WRITTEN TASKS:
1/ Rewrite the passage on Guatemala's economy from "This lack of" to "have effective demand.", replacing "dependent capitalism" with "peripheral capitalism".
2/ Answer these questions from the passage on Guatemala's economy:
(a) What is the estimated per capita Gross National Product for Guatemala?
(b) What percentage of the population is estimated to live in poverty?
(c) What daily calorie intake per person is used to calculate basic foods?
3/ Continue the passage on Guatemala's economy from its last sentence.

QUOTED TEXT:
● ● ●

The lack of permanent employment opportunities leads many Guatemalans to employment within the informal sector or in temporary activities. These marginal activities, which provide a different type of permanent employment, include street vending in the urban areas of the principal cities of the country. In the rural areas, it is possible to see systems of peasant economy, including the activities of making handicrafts and the sale of labor to coffee, banana and sugar cane plantations, which produce important export crops for the country.

 

The fact that not all portions of the population have been integrated into the economic system in terms of permanent employment, affects the income situation. The per capita Gross National Product for Guatemala is estimated at $900 1990 U.S. dollars. Additionally, it is recognized that the richest 20 percent of the population possesses 55 percent of the national income and that the poorer 20 percent possesses only 5 percent.

 

With respect to the economic demand of the population, there also exists a restricted level of economic integration. It is estimated that in Guatemala 80 percent of the population lives in conditions of poverty. This is to say that their incomes cover in the best of cases the consumption of basic foods. These basic foods are calculated based on the intake of an average of 2,700 calories per person per day. Based on this data it is possible to indicate that only one fifth of the population has the capacity to buy the majority of the market's goods and services. Only 20 percent of the population, the percentage which does not live in poverty, finds itself integrated into the economic system of the nation.

 

This lack of integration of the population within the economic system exemplifies one of the characteristics which differs from advanced capitalist countries to those nations which maintain a dependent capitalism. In the case of the more developed countries, the economic integration of the population results in a situation where the majority of the population sustains a real demand for goods and services which translates into an effective demand in economic terms, since this part of the population holds the purchasing power. In countries of dependent capitalism, the entire population possesses real demand for goods and services, but only a part of the population, many times a minority, can translate this real demand into effective demand. This last scenario occurs because not all of the population possesses the economic resources sufficient to have effective demand.

● ● ●

INFORMATION PROVIDED:
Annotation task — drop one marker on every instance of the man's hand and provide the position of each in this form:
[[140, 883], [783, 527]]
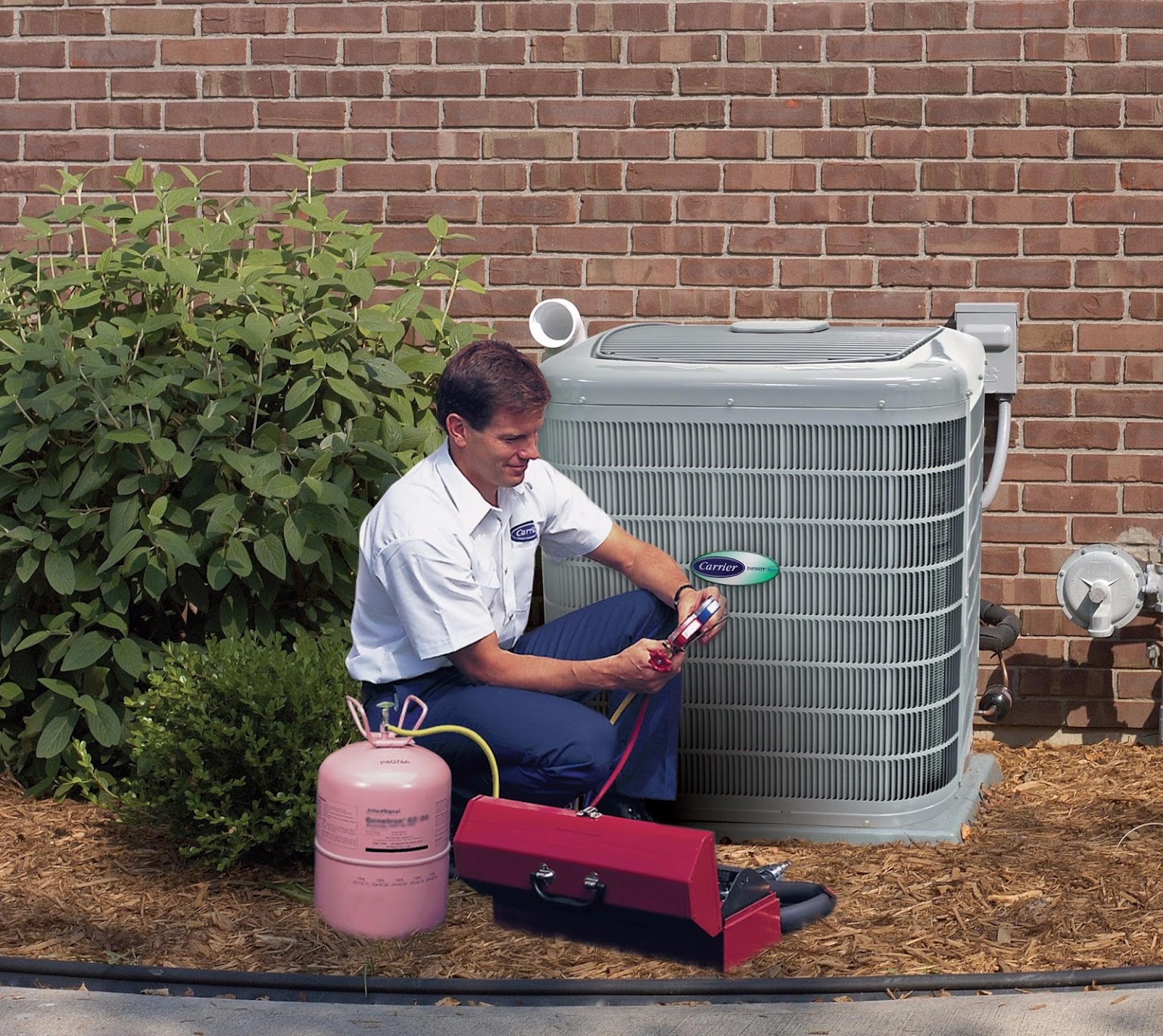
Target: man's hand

● ● ●

SOLVED PROBLEMS:
1/
This lack of integration of the population within the economic system exemplifies one of the characteristics which differs from advanced capitalist countries to those nations which maintain a peripheral capitalism. In the case of the more developed countries, the economic integration of the population results in a situation where the majority of the population sustains a real demand for goods and services which translates into an effective demand in economic terms, since this part of the population holds the purchasing power. In countries of peripheral capitalism, the entire population possesses real demand for goods and services, but only a part of the population, many times a minority, can translate this real demand into effective demand. This last scenario occurs because not all of the population possesses the economic resources sufficient to have effective demand.

2/
(a) $900 in 1990 U.S. dollars.
(b) 80 percent.
(c) An average of 2,700 calories per person per day.

3/
 

Concerning the administrative system, which affects the public sphere, Habermas' theory establishes two large groups of relationships. First is the relationship between the payment of taxes by a part of the population, and the organizational accomplishments which come from the administrative system. Secondly, the administrative system offers political decisions which benefit the population, and in exchange the population shows mass loyalty. Conditions in Guatemala do not fully represent the social and political integration that this theoretical model suggests.

 

In the taxes-organizational accomplishments relationship, it is possible to see that the tax rate in Guatemala is one of the lowest in the whole America continent. Guatemala's tax rate is 7.2 percent of the total GNP of the country. The average in Latin America is 18 percent, with the highest rates being those of Argentina with 22 percent and Brazil with 20 percent, and the lowest case is Bolivia with 6.8 percent. In the United States, the ratio of taxes to GNP is 30 percent. In Guatemala it is considered that 32 percent of taxes are direct taxes -taxes on income and property-. This indicates that 68 percent of taxes are indirect, which means they are paid by consumers. It is therefore clear that the tax system in Guatemala is quite regressive, in the sense that it is not the most economically powerful sectors which pay taxes, but the sectors with the least income.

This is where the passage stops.